--- START ---
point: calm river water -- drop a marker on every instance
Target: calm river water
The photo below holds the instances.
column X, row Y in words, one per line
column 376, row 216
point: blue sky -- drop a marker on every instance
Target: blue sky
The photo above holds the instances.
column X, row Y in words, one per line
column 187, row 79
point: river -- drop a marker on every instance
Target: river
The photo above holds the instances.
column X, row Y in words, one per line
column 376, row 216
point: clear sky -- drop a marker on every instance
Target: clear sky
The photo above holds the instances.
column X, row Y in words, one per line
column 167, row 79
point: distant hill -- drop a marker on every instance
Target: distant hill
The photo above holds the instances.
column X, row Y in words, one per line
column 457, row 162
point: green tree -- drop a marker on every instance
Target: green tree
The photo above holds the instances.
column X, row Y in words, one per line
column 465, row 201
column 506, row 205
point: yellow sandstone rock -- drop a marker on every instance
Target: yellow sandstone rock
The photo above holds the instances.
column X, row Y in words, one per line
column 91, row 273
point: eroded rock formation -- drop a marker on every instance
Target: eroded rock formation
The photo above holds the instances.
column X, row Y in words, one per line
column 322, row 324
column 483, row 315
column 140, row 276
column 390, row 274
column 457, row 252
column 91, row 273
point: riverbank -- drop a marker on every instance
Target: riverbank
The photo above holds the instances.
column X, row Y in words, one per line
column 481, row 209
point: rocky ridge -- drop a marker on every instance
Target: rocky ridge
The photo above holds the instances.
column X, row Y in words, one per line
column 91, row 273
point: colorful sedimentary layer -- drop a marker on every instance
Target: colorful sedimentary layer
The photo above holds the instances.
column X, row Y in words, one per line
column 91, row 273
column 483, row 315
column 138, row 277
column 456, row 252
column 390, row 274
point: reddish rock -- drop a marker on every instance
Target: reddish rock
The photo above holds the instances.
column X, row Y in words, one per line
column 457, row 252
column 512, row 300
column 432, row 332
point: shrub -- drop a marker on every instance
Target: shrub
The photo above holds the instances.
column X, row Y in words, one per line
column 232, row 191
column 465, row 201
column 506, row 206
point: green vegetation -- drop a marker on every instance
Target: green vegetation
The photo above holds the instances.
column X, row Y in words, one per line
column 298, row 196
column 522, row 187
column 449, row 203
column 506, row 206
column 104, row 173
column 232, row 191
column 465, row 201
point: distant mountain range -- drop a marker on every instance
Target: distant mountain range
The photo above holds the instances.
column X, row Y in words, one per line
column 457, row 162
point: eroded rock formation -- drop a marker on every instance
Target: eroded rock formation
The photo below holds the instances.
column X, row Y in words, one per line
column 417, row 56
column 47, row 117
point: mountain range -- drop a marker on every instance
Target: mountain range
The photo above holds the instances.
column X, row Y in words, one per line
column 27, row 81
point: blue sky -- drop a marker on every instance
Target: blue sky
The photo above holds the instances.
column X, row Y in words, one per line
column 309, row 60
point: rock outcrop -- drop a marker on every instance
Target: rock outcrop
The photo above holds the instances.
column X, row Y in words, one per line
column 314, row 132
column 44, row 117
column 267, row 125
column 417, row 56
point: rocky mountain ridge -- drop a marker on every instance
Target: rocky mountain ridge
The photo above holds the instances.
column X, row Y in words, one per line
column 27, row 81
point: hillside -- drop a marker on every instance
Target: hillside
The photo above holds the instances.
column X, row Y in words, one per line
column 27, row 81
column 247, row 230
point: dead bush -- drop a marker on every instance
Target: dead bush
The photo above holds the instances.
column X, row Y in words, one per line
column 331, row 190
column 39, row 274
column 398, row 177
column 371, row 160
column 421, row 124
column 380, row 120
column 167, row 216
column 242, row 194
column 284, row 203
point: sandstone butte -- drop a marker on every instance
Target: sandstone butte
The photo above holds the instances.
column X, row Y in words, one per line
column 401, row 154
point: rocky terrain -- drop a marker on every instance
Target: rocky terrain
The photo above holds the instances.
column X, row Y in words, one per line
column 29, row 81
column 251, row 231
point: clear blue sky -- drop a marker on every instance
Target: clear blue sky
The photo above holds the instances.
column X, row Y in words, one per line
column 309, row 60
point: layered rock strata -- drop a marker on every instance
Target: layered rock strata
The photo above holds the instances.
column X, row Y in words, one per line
--- END ---
Reproduce every one of the items above with "drop a marker" replaced by "place a pin" each time it occurs, keeping everything else unchanged.

RESPONSE:
point: calm river water -- place a pin on every instance
Target: calm river water
The photo below holds the instances.
column X, row Y in words, one per line
column 376, row 216
point: blue sky -- place a pin on every instance
Target: blue sky
The photo above holds the instances.
column X, row Y in words, one per line
column 187, row 79
point: river -- place a pin on every instance
Target: river
The photo above holds the instances.
column X, row Y in words, one per line
column 376, row 216
point: clear sky -- place a pin on every instance
Target: clear sky
The photo above holds the instances.
column X, row Y in words, one per line
column 167, row 79
point: distant hill -- place a pin on every instance
Target: distant hill
The photo above holds the instances.
column X, row Y in words, one per line
column 457, row 162
point: green tree -- place a pin on every instance
Target: green tree
The photo above holds the instances.
column X, row Y in words, one per line
column 465, row 201
column 506, row 205
point: yellow sandstone rock -- place a pin on every instance
Target: yellow sandstone rock
The photo above holds the instances.
column X, row Y in words, one per line
column 91, row 273
point: eroded rock formation -- place a pin on every instance
Target: eroded rock formation
The photo above holds the instances.
column X, row Y in words, one per line
column 322, row 324
column 483, row 315
column 140, row 276
column 390, row 274
column 457, row 252
column 91, row 273
point: riverbank -- place a pin on every instance
Target: riverbank
The photo above holds the instances.
column X, row Y in words, one per line
column 481, row 209
point: rocky ridge -- place a pin on every instance
Target: rocky ridge
The photo above holds the instances.
column X, row Y in words, one per line
column 91, row 273
point: colorful sedimentary layer -- place a pin on every instance
Target: colorful sedimentary layer
The photo above holds the instances.
column X, row Y in words, one per line
column 91, row 273
column 483, row 315
column 138, row 277
column 456, row 252
column 390, row 274
point: reddish rock -- place a pin on every instance
Target: reddish rock
The photo above holds the instances.
column X, row Y in words, one per line
column 457, row 252
column 512, row 300
column 432, row 332
point: shrub -- place a pin on every instance
Target: shrub
The photo above holds the instances.
column X, row Y in words, one per line
column 232, row 191
column 465, row 201
column 506, row 206
point: green vegetation -- place a pin on every instance
Target: green vegetation
The photo above holds the instances.
column X, row Y in words, one per line
column 298, row 196
column 522, row 187
column 449, row 203
column 506, row 206
column 104, row 173
column 232, row 191
column 465, row 201
point: distant mountain range -- place a pin on every instance
Target: distant mountain range
The photo above holds the instances.
column X, row Y in words, one per line
column 457, row 162
point: eroded rock formation -- place a pin on every instance
Target: eroded rock formation
The photo below holds the instances.
column X, row Y in words, one per line
column 417, row 56
column 47, row 117
point: mountain range -- place a pin on every instance
Target: mountain range
The photo above holds the instances.
column X, row Y in words, one per line
column 27, row 81
point: blue sky -- place a pin on every instance
Target: blue sky
The photo above holds the instances.
column X, row Y in words, one per line
column 309, row 60
point: rock outcrop -- place a pin on every instance
Target: rock outcrop
The photo above holds the instances.
column X, row Y in words, one per line
column 314, row 132
column 44, row 117
column 267, row 125
column 417, row 56
point: rocky mountain ridge -- place a pin on every instance
Target: rocky mountain ridge
The photo above holds the instances.
column X, row Y in words, one per line
column 27, row 81
point: hillside -- place a pin on every instance
Target: hillside
The photo above holds the instances.
column X, row Y in words, one per line
column 27, row 81
column 247, row 230
point: dead bush -- place a pin on every instance
Target: dead bush
The photo above holds the instances.
column X, row Y in words, one per line
column 331, row 190
column 39, row 274
column 398, row 177
column 371, row 160
column 421, row 124
column 380, row 120
column 167, row 216
column 242, row 194
column 284, row 203
point: sandstone butte -- place a pin on every instance
Target: sandstone butte
The photo above holds the instances.
column X, row Y in words, one per line
column 401, row 154
point: rocky terrain -- place a pin on every instance
Target: rocky terrain
The photo above holds the instances.
column X, row Y in words, one per line
column 29, row 81
column 251, row 231
point: clear blue sky -- place a pin on every instance
Target: clear blue sky
The photo above holds the instances.
column X, row Y in words, one per line
column 309, row 60
point: layered rock strata -- place a pin on every instance
Target: layered rock strata
The photo above holds the instances.
column X, row Y in words, one per line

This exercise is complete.